O
PROBLEMA FUNDAMENTAL DA FILOSOFIA
I—
Duas maneiras de explicar o
mundo.
Vimos que a filosofia
é o «estudo dos problemas mais gerais», e que tem por fim explicar o mundo, a
natureza, o homem.
Se abrirmos um manual
de filosofia burguesa, ficamos espantados com o grande número de filosofias
diversas que aí se encontram. São designadas por múltiplas palavras, mais ou
menos complicadas, terminando em «ismo»: o criticismo, o evolucionismo, o
intelectualismo, etc., e esta quantidade cria a confusão. A burguesia, aliás,
nada fez para esclarecer a situação, antes pelo contrário. Mas, podemos já
fazer
a triagem de todos
esses sistemas, e distinguir duas grandes correntes, duas concepções
nitidamente opostas:
a)
A concepção científica.
b)
A concepção não científica do mundo.
II.
— A matéria e o espírito.
Quando os filósofos
tentaram explicar o mundo, a natureza, o homem, tudo o que nos rodeia, enfim,
foram levados a fazer distinções. Nós próprios constatamos que há coisas,
objetos que são materiais, que vemos e tocamos. Depois, outras realidades que
não vemos e não podemos tocar, nem medir, como as nossas ideias.
Classificamos,
portanto, assim as coisas: por um lado, as que são materiais; por outro, as que
não o são, e pertencem ao domínio do espírito, do pensamento, das ideias.
Foi assim que os
filósofos se encontraram em presença da matéria
e do espírito.
III.
— O que é a matéria? O que é o
espírito?
Acabamos de ver, de
uma maneira geral, como se foi levado a classificar as coisas, conforme são
matéria ou espírito.
Mas devemos precisar
que esta distinção se faz sob diversas formas e com palavras diferentes.
É assim que, em vez
de falar do espírito, falamos, afinal, do pensamento, das nossas ideias, da
nossa consciência, da alma, assim como, falando da natureza, do mundo, da
terra, do ser, é da matéria que se trata.
Assim, ainda quando
Engels, no seu livro «Ludwig Feuerbach e o fim da
filosofia clássica alemã», fala do ser e do pensamento, o ser é
a matéria; o pensamento, o espírito.
Para definir o que é
o pensamento ou o espírito, o ser ou a matéria, diremos:
O
pensamento é a ideia que fazemos das coisas; algumas dessas ideias
vêm-nos ordinariamente das nossas sensações e correspondem a objetos materiais;
outras, como as de Deus, filosofia, infinito, do próprio pensamento, não
correspondem a objetos materiais. O essencial, que devemos fixar aqui, é que
temos ideias, pensamentos, sentimentos, porque vemos e sentimos.

CONJUNTO DE DADOS:
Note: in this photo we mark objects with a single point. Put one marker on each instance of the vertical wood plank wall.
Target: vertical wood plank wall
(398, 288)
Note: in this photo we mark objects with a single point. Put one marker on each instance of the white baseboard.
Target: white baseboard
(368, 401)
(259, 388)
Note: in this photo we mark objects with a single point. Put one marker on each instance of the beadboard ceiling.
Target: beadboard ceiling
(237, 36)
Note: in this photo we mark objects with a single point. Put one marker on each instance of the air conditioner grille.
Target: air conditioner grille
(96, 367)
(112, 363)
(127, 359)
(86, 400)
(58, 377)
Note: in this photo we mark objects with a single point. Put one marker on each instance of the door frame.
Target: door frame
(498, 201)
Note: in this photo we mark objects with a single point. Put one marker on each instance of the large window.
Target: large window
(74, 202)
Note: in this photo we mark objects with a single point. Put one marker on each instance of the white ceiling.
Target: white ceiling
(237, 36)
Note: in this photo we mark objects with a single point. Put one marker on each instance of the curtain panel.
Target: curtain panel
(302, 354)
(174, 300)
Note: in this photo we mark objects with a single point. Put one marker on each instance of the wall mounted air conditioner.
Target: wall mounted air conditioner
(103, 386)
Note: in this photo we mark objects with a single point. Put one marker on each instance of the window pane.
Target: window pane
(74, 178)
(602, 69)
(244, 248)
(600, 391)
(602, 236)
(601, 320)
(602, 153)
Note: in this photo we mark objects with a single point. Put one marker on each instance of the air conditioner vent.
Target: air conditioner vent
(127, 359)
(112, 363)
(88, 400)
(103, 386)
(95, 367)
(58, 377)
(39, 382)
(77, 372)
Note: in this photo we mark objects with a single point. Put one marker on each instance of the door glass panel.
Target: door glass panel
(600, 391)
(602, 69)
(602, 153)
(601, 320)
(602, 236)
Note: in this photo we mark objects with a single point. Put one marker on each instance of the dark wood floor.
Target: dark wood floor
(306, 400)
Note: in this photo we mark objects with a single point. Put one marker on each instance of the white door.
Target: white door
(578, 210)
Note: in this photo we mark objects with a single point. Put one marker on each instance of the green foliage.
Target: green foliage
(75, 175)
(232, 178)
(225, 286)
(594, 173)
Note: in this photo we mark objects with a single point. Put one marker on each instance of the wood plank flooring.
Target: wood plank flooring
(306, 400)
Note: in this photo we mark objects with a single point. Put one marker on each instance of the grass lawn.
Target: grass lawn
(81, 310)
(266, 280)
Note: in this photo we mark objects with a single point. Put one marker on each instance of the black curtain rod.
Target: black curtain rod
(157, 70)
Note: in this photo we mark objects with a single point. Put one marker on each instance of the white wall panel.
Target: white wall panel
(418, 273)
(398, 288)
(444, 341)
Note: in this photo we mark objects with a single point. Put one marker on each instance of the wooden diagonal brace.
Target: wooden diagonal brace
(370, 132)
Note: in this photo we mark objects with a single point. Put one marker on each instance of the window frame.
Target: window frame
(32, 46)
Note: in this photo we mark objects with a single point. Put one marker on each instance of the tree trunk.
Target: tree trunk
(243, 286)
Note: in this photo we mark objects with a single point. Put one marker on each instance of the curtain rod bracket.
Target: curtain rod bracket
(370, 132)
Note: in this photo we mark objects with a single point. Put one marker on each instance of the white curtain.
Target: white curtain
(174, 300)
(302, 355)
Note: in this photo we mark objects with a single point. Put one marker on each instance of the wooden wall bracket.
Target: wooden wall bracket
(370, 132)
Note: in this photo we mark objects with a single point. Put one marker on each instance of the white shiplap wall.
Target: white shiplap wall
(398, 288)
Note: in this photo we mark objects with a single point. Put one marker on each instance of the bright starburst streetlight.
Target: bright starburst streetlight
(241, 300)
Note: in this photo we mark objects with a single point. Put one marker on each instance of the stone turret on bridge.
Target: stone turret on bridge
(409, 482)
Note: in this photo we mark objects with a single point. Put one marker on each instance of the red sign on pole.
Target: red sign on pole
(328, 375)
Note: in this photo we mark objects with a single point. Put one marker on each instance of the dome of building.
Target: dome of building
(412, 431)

INSTRUÇÕES DA TAREFA: Por favor, transcreva sem alterações o trecho do texto sobre o problema fundamental da filosofia, começando em «A concepção não» e terminando em «e do espírito.».

SOLUÇÃO DA TAREFA:
A concepção não científica do mundo.
II.
— A matéria e o espírito.
Quando os filósofos
tentaram explicar o mundo, a natureza, o homem, tudo o que nos rodeia, enfim,
foram levados a fazer distinções. Nós próprios constatamos que há coisas,
objetos que são materiais, que vemos e tocamos. Depois, outras realidades que
não vemos e não podemos tocar, nem medir, como as nossas ideias.
Classificamos,
portanto, assim as coisas: por um lado, as que são materiais; por outro, as que
não o são, e pertencem ao domínio do espírito, do pensamento, das ideias.
Foi assim que os
filósofos se encontraram em presença da matéria
e do espírito.